WRITTEN EXERCISE:
Reproduce the lines of the items below verbatim, from the line containing "Can you see the headrest" through the line containing "[1035, 504]", with both of those lines included.

-=-=-

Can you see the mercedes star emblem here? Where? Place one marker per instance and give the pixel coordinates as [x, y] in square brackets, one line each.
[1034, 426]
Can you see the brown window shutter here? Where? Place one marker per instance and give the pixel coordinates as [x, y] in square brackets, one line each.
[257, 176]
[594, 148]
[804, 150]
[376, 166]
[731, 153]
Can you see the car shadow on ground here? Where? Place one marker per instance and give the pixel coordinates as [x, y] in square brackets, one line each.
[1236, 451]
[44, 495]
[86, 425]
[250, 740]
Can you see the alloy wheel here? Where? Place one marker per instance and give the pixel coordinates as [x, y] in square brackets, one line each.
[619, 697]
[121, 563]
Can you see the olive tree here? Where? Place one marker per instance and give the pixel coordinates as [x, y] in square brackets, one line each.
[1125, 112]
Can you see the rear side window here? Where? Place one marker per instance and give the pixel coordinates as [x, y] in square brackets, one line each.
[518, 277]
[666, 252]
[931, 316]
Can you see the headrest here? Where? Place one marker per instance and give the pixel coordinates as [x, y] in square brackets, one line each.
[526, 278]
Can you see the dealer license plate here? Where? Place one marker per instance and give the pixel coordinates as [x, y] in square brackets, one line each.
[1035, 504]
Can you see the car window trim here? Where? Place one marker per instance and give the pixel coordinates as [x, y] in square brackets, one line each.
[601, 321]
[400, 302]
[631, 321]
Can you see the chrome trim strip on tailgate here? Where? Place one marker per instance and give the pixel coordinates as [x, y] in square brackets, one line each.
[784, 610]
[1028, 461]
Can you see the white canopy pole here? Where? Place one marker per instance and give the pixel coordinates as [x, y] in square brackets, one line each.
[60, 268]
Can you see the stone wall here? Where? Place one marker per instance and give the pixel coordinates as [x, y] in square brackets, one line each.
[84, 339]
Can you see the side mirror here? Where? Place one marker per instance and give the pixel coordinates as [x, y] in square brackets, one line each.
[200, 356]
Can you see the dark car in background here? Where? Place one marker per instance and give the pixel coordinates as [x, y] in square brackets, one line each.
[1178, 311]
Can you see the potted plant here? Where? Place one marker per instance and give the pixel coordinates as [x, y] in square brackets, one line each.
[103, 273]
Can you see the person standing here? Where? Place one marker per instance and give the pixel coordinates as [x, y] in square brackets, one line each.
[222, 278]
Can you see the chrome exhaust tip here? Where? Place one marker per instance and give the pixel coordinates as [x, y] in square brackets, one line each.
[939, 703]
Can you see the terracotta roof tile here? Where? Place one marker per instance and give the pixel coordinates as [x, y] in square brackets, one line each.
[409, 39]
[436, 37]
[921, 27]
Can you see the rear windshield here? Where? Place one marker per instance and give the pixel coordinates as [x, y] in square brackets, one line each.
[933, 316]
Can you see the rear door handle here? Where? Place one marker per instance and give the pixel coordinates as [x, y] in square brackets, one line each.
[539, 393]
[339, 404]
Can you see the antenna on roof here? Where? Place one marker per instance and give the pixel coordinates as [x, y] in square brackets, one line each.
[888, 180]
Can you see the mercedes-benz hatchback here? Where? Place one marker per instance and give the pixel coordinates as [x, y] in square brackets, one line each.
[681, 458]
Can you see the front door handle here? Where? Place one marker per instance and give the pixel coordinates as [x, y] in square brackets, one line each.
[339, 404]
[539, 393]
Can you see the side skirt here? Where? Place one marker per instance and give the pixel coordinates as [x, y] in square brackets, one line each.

-=-=-

WRITTEN SOLUTION:
Can you see the headrest here? Where? Place one marker per instance and give the pixel coordinates as [x, y] in square brackets, one line each.
[526, 278]
Can you see the dealer license plate here? Where? Place one marker per instance and give the pixel coordinates as [x, y] in square brackets, one line each.
[1035, 504]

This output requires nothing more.